▸ **WHAT THE TASK REQUIRES**:
Transcribe every line, keeping it exact.
═══ SUPPLIED DATA ═══
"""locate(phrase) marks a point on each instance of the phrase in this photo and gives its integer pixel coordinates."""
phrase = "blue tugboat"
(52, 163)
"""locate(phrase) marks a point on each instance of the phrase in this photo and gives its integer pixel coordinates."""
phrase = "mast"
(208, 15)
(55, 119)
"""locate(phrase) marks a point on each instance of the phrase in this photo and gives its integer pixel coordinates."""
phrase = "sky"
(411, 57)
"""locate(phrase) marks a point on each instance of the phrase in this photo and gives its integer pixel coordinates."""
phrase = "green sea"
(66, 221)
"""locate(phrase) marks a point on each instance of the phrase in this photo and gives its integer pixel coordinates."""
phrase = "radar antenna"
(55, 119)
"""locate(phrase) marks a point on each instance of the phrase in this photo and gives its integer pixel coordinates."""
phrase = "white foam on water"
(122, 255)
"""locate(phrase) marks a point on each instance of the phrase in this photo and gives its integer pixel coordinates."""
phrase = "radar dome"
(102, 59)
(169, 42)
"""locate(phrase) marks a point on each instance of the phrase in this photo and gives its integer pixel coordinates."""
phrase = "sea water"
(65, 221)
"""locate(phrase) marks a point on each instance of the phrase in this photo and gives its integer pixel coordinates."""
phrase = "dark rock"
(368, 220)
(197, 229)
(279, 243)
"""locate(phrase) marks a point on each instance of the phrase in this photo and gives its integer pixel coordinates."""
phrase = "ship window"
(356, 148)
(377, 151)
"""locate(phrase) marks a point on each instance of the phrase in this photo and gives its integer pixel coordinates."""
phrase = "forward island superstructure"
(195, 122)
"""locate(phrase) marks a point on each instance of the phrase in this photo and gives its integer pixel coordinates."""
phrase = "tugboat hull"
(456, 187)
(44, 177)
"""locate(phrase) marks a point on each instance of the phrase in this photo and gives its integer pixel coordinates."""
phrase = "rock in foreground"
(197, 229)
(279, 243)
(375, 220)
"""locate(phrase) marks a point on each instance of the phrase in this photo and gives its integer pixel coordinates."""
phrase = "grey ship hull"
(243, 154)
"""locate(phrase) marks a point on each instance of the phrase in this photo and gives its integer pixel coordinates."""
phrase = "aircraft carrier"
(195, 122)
═══
▸ **THE OUTPUT**:
"""locate(phrase) marks a point on each instance of the phrase in this photo and gives its integer pixel coordinates."""
phrase = "blue tugboat"
(52, 163)
"""locate(phrase) marks a point on each instance of the phrase in this photo and gives its integer pixel coordinates."""
phrase = "mast"
(208, 15)
(55, 119)
"""locate(phrase) marks a point on each instance of the phrase in this photo and gives its integer pixel coordinates."""
phrase = "sky"
(411, 57)
"""locate(phrase) marks a point on each instance of the phrase in this photo and gives its integer pixel coordinates."""
phrase = "green sea"
(66, 221)
"""locate(phrase) marks a point on each instance of the phrase in this photo and gives its integer pixel coordinates."""
phrase = "radar antenna"
(55, 119)
"""locate(phrase) marks a point on each instance of the phrase in this photo and gives its integer pixel coordinates."""
phrase = "white foam on water"
(122, 255)
"""locate(phrase) marks a point on each instance of the phrase in this photo and gives its integer pixel coordinates."""
phrase = "radar dome"
(102, 59)
(169, 42)
"""locate(phrase) marks a point on each instance of the phrase in this photo and gives its integer pixel coordinates."""
phrase = "sea water"
(65, 221)
"""locate(phrase) marks a point on each instance of the phrase in this photo and gives its integer pixel coordinates."""
phrase = "dark rock"
(368, 220)
(197, 229)
(279, 243)
"""locate(phrase) marks a point on each instance of the phrase in this photo and gives its integer pixel coordinates."""
phrase = "ship window"
(356, 148)
(377, 151)
"""locate(phrase) marks a point on each instance of the phrase in this photo and gives its integer pixel coordinates."""
phrase = "forward island superstructure"
(195, 122)
"""locate(phrase) marks a point on each instance of the phrase in this photo and gives its integer pixel coordinates."""
phrase = "tugboat hull"
(456, 187)
(44, 177)
"""locate(phrase) marks a point on each instance of the phrase in this photo and gives its integer pixel coordinates."""
phrase = "rock in foreground"
(197, 229)
(279, 243)
(375, 220)
"""locate(phrase) marks a point on each instance of the phrase in this photo and gives its integer pixel coordinates."""
phrase = "grey ship hull"
(243, 154)
"""locate(phrase) marks a point on each instance of the phrase in this photo and gives its integer pixel coordinates."""
phrase = "aircraft carrier"
(195, 122)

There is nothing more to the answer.